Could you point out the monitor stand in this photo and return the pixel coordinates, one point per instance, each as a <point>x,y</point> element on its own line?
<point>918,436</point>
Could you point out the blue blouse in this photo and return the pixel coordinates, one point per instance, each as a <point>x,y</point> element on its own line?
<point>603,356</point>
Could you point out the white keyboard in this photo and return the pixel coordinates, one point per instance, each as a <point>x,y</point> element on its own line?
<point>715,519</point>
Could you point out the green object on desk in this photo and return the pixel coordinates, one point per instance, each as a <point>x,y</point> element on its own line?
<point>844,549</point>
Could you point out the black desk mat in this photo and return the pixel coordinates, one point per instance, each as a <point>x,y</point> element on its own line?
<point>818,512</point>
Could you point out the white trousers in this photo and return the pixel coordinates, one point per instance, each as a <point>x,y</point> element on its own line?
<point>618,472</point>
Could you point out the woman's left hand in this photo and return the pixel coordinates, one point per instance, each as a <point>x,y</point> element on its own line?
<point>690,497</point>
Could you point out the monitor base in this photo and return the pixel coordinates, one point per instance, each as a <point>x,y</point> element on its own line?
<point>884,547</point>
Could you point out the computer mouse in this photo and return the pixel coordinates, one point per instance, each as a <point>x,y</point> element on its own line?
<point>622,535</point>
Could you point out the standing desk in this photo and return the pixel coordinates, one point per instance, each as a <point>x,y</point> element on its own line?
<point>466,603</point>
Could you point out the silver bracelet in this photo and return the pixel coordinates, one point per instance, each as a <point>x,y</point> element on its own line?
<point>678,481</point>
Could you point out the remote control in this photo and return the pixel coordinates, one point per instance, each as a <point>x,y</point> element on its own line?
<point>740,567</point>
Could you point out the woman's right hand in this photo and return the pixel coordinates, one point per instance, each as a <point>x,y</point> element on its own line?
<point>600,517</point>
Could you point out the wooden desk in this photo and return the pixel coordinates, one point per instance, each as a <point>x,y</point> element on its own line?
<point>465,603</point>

- [Directions]: Retype the lines from the one containing "Could you point out the green" to the last line above. Change nothing and include no others.

- [Written response]:
Could you point out the green object on desk in this photo and return the pixel coordinates, one point per instance, each as a <point>x,y</point> element on its own line?
<point>844,549</point>
Could you point out the black desk mat in this photo and return the pixel coordinates, one point per instance, each as a <point>x,y</point> element on its own line?
<point>818,512</point>
Could you point out the white trousers in this photo and return the pixel coordinates, one point per instance, each as a <point>x,y</point> element on its own line?
<point>618,472</point>
Could you point out the woman's left hand in this photo and return the pixel coordinates, one point per instance, each as a <point>x,y</point> element on its own line?
<point>690,497</point>
Could you point out the monitor base in this photo and return the pixel coordinates, one point per instance, each as a <point>x,y</point> element on its own line?
<point>884,547</point>
Could you point out the computer mouse in this photo and return the pixel coordinates, one point per instance, each as a <point>x,y</point> element on its own line?
<point>622,535</point>
Could you point out the standing desk in this photo and return the pixel coordinates, one point per instance, each as a <point>x,y</point> element on its own line?
<point>466,603</point>
Could you point out the silver bracelet in this photo and return the pixel coordinates, one point per instance, each as a <point>x,y</point> element on its own line?
<point>678,481</point>
Could you point out the remote control in this photo and return the pixel coordinates, one point per instance, each as a <point>x,y</point> element on its own line?
<point>740,567</point>
Could you point out the woman's right hand in this photo and return the pixel coordinates, one point per instance, each as a <point>x,y</point> element on its own line?
<point>600,517</point>
Could you point out the wooden desk in this photo and return the pixel coordinates, one point per instance, each as a <point>x,y</point> element on its own line?
<point>465,603</point>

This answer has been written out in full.